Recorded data

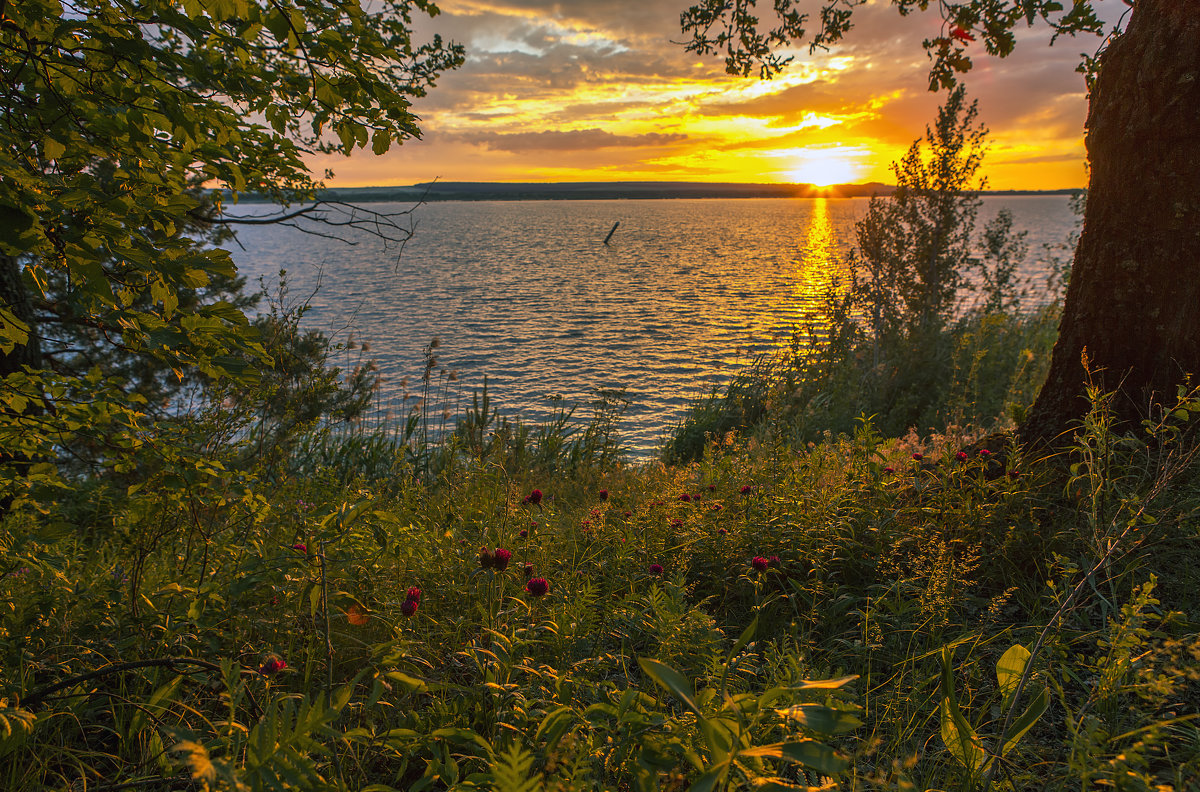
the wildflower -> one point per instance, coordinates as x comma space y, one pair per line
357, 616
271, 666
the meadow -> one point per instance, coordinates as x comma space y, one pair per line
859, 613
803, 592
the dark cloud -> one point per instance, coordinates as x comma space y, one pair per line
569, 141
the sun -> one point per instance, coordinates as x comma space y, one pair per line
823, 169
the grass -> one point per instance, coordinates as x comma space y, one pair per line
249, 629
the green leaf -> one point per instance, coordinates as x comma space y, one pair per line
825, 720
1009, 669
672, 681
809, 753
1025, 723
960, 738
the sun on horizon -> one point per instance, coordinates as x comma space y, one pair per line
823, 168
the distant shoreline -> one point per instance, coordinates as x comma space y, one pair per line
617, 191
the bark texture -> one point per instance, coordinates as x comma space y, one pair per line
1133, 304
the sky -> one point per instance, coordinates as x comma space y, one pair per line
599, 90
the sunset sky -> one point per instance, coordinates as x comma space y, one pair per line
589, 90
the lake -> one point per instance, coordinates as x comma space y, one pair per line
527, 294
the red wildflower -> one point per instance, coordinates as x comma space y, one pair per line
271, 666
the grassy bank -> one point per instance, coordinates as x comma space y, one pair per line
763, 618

Description of the task: Every record above should reappear exactly, with the pictures gone.

Solution for this task:
the wildflower -> one point per instance, coordinates as x comma space y, one pair per line
357, 616
271, 666
the meadow -> one point per instance, coordinates as x comma space y, one pair per line
859, 613
803, 592
the dark cloud -> one point per instance, coordinates as x comma space y, one pair per line
569, 141
the sun -> one point per instance, coordinates as x comma space y, one pair per line
823, 169
the grass -> one point per instance, coordinates as x comma space y, one pair per line
249, 629
the green leaf -> one point per instance, coordinates as x comma space y, one pair per line
825, 720
1009, 669
672, 681
809, 753
1025, 723
960, 738
the sun on horizon -> one point per instance, coordinates as x comma space y, one pair per line
823, 168
the distant shoreline -> one point per instance, coordinates as x comma space y, one pair per line
617, 191
the bark texture -> one point per instance, coordinates as x comma space y, one pair per line
1133, 304
the sky -> one point per instance, coordinates as x comma space y, one pair per line
599, 90
the sunset sky -> one point per instance, coordinates as x comma space y, one pair per line
589, 90
the lake -> one point per instance, coordinates as x comma space y, one pair per line
527, 294
the red wildflower -> one point per instance, coordinates as x comma space y, one pair per line
271, 666
the grassy bank -> one point per instance, coordinates as x comma space y, one pair per line
763, 618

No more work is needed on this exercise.